• [MATERIAL TO PROCESS]:
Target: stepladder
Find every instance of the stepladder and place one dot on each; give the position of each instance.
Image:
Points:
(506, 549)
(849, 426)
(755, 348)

• [ACTIVITY]:
Return every line of the data unchanged.

• [EXERCISE ANSWER]:
Target: stepladder
Find every instance of the stepladder and place one dot on each; give the position of each instance.
Image:
Points:
(506, 549)
(849, 426)
(755, 348)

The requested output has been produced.